▶ _What you are asked to do_
Print the records below exactly; all of them are needed.

[Items listed in a dataset]
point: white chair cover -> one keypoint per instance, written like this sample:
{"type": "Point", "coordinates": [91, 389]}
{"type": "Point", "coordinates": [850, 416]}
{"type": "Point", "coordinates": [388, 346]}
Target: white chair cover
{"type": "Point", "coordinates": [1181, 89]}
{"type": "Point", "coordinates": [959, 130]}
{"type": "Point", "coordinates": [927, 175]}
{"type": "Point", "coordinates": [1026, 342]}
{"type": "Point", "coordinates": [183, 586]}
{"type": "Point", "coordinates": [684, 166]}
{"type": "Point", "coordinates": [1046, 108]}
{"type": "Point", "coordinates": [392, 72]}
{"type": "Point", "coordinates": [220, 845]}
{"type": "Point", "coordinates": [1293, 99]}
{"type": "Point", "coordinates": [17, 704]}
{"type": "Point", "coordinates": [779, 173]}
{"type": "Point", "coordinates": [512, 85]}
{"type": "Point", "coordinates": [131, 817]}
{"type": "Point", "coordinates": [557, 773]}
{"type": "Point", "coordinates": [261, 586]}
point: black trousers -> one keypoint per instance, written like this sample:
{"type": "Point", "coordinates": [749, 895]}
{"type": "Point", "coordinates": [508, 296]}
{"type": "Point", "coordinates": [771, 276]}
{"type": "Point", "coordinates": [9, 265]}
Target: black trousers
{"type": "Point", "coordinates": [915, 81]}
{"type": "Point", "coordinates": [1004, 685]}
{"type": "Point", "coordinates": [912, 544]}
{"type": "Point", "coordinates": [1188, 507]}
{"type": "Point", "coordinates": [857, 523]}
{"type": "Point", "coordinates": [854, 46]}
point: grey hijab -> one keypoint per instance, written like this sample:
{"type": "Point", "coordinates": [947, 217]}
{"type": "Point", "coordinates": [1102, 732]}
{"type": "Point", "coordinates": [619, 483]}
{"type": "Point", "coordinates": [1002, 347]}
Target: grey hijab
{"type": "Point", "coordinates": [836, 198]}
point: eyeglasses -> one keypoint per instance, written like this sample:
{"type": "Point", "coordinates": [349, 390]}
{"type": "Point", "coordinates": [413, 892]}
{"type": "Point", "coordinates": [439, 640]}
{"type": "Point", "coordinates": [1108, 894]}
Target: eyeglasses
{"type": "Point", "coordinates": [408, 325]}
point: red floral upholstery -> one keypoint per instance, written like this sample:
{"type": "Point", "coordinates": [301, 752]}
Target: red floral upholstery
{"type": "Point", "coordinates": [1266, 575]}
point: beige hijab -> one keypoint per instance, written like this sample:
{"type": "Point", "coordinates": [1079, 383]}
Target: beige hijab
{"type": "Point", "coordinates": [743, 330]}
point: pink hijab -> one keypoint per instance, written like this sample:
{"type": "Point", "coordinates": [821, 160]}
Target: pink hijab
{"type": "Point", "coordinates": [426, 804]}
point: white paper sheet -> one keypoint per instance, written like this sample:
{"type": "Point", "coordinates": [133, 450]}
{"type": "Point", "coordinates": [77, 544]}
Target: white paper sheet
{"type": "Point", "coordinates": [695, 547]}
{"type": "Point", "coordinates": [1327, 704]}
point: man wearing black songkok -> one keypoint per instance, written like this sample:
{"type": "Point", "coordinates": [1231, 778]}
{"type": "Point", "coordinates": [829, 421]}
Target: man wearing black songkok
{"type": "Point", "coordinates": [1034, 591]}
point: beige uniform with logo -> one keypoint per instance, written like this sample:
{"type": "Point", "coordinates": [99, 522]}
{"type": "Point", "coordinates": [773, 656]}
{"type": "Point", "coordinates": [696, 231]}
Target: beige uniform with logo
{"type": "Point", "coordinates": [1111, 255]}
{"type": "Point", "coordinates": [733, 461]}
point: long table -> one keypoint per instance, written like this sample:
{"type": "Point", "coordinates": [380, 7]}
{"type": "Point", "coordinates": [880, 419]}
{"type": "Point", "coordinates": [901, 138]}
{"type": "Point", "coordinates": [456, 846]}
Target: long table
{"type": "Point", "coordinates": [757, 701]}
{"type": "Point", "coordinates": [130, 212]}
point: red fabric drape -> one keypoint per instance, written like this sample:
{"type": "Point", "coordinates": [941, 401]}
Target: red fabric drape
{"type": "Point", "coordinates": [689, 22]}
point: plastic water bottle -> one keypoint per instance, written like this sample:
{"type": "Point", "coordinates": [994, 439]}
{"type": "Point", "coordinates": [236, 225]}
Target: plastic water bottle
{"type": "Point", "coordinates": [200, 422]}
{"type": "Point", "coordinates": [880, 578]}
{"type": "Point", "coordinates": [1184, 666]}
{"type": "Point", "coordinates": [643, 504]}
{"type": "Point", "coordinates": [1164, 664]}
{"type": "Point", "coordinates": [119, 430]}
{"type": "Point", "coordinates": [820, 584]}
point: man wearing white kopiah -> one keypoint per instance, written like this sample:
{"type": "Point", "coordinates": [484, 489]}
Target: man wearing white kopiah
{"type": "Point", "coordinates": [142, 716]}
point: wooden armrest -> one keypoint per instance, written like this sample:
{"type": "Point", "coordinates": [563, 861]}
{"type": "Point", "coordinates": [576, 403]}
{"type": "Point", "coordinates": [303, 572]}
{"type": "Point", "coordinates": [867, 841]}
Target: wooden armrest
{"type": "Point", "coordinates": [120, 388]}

▶ _Expected answer_
point: white chair cover -> one keypoint per instance, written like this sample:
{"type": "Point", "coordinates": [91, 389]}
{"type": "Point", "coordinates": [850, 416]}
{"type": "Point", "coordinates": [388, 346]}
Target: white chair cover
{"type": "Point", "coordinates": [1181, 89]}
{"type": "Point", "coordinates": [959, 130]}
{"type": "Point", "coordinates": [927, 175]}
{"type": "Point", "coordinates": [1026, 342]}
{"type": "Point", "coordinates": [183, 586]}
{"type": "Point", "coordinates": [684, 166]}
{"type": "Point", "coordinates": [1046, 108]}
{"type": "Point", "coordinates": [392, 72]}
{"type": "Point", "coordinates": [220, 845]}
{"type": "Point", "coordinates": [1293, 99]}
{"type": "Point", "coordinates": [17, 704]}
{"type": "Point", "coordinates": [779, 173]}
{"type": "Point", "coordinates": [512, 85]}
{"type": "Point", "coordinates": [131, 817]}
{"type": "Point", "coordinates": [557, 773]}
{"type": "Point", "coordinates": [261, 586]}
point: black trousers -> one keypoint per instance, written like this sample:
{"type": "Point", "coordinates": [749, 895]}
{"type": "Point", "coordinates": [508, 296]}
{"type": "Point", "coordinates": [771, 276]}
{"type": "Point", "coordinates": [9, 265]}
Target: black trousers
{"type": "Point", "coordinates": [915, 81]}
{"type": "Point", "coordinates": [1004, 685]}
{"type": "Point", "coordinates": [912, 544]}
{"type": "Point", "coordinates": [1188, 507]}
{"type": "Point", "coordinates": [857, 523]}
{"type": "Point", "coordinates": [854, 46]}
point: grey hijab -> one keypoint per instance, written like this sample:
{"type": "Point", "coordinates": [947, 217]}
{"type": "Point", "coordinates": [1102, 732]}
{"type": "Point", "coordinates": [619, 483]}
{"type": "Point", "coordinates": [1002, 347]}
Target: grey hijab
{"type": "Point", "coordinates": [836, 198]}
point: eyeglasses -> one keypoint per instance, written like this sample:
{"type": "Point", "coordinates": [349, 390]}
{"type": "Point", "coordinates": [413, 892]}
{"type": "Point", "coordinates": [439, 640]}
{"type": "Point", "coordinates": [1108, 894]}
Target: eyeglasses
{"type": "Point", "coordinates": [408, 325]}
point: red floral upholstery -> one keypoint per instance, written like this sample:
{"type": "Point", "coordinates": [301, 752]}
Target: red floral upholstery
{"type": "Point", "coordinates": [1266, 575]}
point: beige hijab -> one keypoint per instance, written like this sample:
{"type": "Point", "coordinates": [1079, 383]}
Target: beige hijab
{"type": "Point", "coordinates": [743, 330]}
point: pink hijab -> one keypoint per instance, written like this sample:
{"type": "Point", "coordinates": [821, 160]}
Target: pink hijab
{"type": "Point", "coordinates": [426, 804]}
point: white paper sheet -> one keypoint per instance, written like this sample:
{"type": "Point", "coordinates": [133, 450]}
{"type": "Point", "coordinates": [77, 544]}
Target: white paper sheet
{"type": "Point", "coordinates": [695, 547]}
{"type": "Point", "coordinates": [1327, 704]}
point: man wearing black songkok -> one keypoint per instance, written like this sample:
{"type": "Point", "coordinates": [1231, 778]}
{"type": "Point", "coordinates": [829, 421]}
Target: man wearing black songkok
{"type": "Point", "coordinates": [1034, 591]}
point: beige uniform with logo -> one keypoint per instance, written like this sample:
{"type": "Point", "coordinates": [99, 522]}
{"type": "Point", "coordinates": [773, 656]}
{"type": "Point", "coordinates": [696, 231]}
Target: beige uniform with logo
{"type": "Point", "coordinates": [1111, 255]}
{"type": "Point", "coordinates": [733, 461]}
point: long table -> one keypoint per instance, written like this sample:
{"type": "Point", "coordinates": [380, 7]}
{"type": "Point", "coordinates": [880, 419]}
{"type": "Point", "coordinates": [901, 138]}
{"type": "Point", "coordinates": [456, 846]}
Target: long table
{"type": "Point", "coordinates": [757, 701]}
{"type": "Point", "coordinates": [130, 212]}
point: red fabric drape -> one keypoint per instance, written like this sample:
{"type": "Point", "coordinates": [941, 401]}
Target: red fabric drape
{"type": "Point", "coordinates": [689, 22]}
point: plastic water bottle -> one keypoint per instance, written like this sample:
{"type": "Point", "coordinates": [994, 439]}
{"type": "Point", "coordinates": [236, 225]}
Target: plastic water bottle
{"type": "Point", "coordinates": [200, 422]}
{"type": "Point", "coordinates": [880, 578]}
{"type": "Point", "coordinates": [1184, 666]}
{"type": "Point", "coordinates": [643, 504]}
{"type": "Point", "coordinates": [1164, 664]}
{"type": "Point", "coordinates": [119, 430]}
{"type": "Point", "coordinates": [820, 584]}
point: man wearing white kopiah -> one keypoint per instance, written like this sample:
{"type": "Point", "coordinates": [484, 489]}
Target: man wearing white kopiah
{"type": "Point", "coordinates": [142, 716]}
point: wooden armrest -> one keypoint per instance, written like this sample:
{"type": "Point", "coordinates": [563, 861]}
{"type": "Point", "coordinates": [576, 403]}
{"type": "Point", "coordinates": [303, 572]}
{"type": "Point", "coordinates": [867, 841]}
Target: wooden armrest
{"type": "Point", "coordinates": [120, 388]}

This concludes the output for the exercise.